Written exercise: Locate every line in the entries below that contains the word "ceiling" and copy each of those lines.

● ● ● ●

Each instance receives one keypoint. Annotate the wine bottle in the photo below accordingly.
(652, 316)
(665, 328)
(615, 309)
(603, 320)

● ● ● ●

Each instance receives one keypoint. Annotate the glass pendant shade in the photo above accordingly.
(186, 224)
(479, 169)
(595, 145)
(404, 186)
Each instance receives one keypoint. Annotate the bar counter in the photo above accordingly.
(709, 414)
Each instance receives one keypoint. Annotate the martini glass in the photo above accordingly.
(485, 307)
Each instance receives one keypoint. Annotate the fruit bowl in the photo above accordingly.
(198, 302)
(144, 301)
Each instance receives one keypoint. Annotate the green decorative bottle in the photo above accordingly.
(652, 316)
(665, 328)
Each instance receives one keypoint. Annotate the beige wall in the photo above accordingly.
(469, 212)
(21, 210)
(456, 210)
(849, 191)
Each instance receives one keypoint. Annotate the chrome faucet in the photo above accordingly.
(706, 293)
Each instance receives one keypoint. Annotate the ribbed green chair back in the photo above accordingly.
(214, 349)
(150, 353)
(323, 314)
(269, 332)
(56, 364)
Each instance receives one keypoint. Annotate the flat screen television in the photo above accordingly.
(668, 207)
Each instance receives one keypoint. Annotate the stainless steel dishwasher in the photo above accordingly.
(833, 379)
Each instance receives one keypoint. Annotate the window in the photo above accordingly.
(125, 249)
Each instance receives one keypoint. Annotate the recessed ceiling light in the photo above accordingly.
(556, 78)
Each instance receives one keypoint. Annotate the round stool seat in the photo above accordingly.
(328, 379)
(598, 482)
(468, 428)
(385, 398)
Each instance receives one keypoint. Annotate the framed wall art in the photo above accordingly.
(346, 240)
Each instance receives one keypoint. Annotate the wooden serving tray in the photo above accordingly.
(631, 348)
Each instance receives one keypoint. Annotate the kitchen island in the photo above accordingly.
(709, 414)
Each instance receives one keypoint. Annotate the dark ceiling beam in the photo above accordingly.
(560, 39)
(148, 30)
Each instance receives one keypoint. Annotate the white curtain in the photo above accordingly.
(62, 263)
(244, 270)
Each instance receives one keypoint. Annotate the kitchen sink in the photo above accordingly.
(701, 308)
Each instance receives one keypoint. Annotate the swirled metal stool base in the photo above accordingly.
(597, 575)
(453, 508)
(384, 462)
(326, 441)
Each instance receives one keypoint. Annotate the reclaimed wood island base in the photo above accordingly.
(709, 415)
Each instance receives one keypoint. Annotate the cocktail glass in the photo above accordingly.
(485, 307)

● ● ● ●

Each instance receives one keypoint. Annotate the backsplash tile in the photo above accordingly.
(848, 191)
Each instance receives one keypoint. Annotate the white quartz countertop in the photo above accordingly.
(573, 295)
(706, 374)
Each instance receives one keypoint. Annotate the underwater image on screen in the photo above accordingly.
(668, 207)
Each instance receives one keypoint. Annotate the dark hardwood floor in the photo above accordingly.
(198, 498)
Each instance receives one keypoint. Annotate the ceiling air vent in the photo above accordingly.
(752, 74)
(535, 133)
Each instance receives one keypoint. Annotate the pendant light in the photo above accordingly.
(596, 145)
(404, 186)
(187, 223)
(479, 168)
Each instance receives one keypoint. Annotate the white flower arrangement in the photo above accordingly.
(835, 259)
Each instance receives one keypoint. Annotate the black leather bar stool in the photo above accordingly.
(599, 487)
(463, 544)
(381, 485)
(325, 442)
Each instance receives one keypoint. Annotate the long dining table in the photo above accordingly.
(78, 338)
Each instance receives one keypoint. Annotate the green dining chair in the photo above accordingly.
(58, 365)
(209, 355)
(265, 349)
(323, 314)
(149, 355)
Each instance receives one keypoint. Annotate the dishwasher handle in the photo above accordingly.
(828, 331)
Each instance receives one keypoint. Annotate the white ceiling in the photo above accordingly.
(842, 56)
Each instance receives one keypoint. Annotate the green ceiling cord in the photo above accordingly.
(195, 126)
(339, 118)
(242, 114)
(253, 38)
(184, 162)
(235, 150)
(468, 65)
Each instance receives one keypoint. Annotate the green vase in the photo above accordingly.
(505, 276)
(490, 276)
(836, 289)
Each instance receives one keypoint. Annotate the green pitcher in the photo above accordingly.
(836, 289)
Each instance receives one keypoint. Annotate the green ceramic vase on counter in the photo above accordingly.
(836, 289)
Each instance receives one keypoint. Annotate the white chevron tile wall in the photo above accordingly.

● ● ● ●

Reply:
Each instance receives one keypoint. Annotate the recessed ceiling light in the photo above accordingly.
Each instance receives one keypoint. Annotate the dark ceiling beam in the photo above accordingly.
Each instance receives one keypoint. Annotate the ceiling air vent in the photo above accordingly.
Each instance receives one keypoint. Annotate the white ceiling in the photo above accordingly.
Each instance receives one keypoint. Annotate the green ceiling cord in the photo above accordingly.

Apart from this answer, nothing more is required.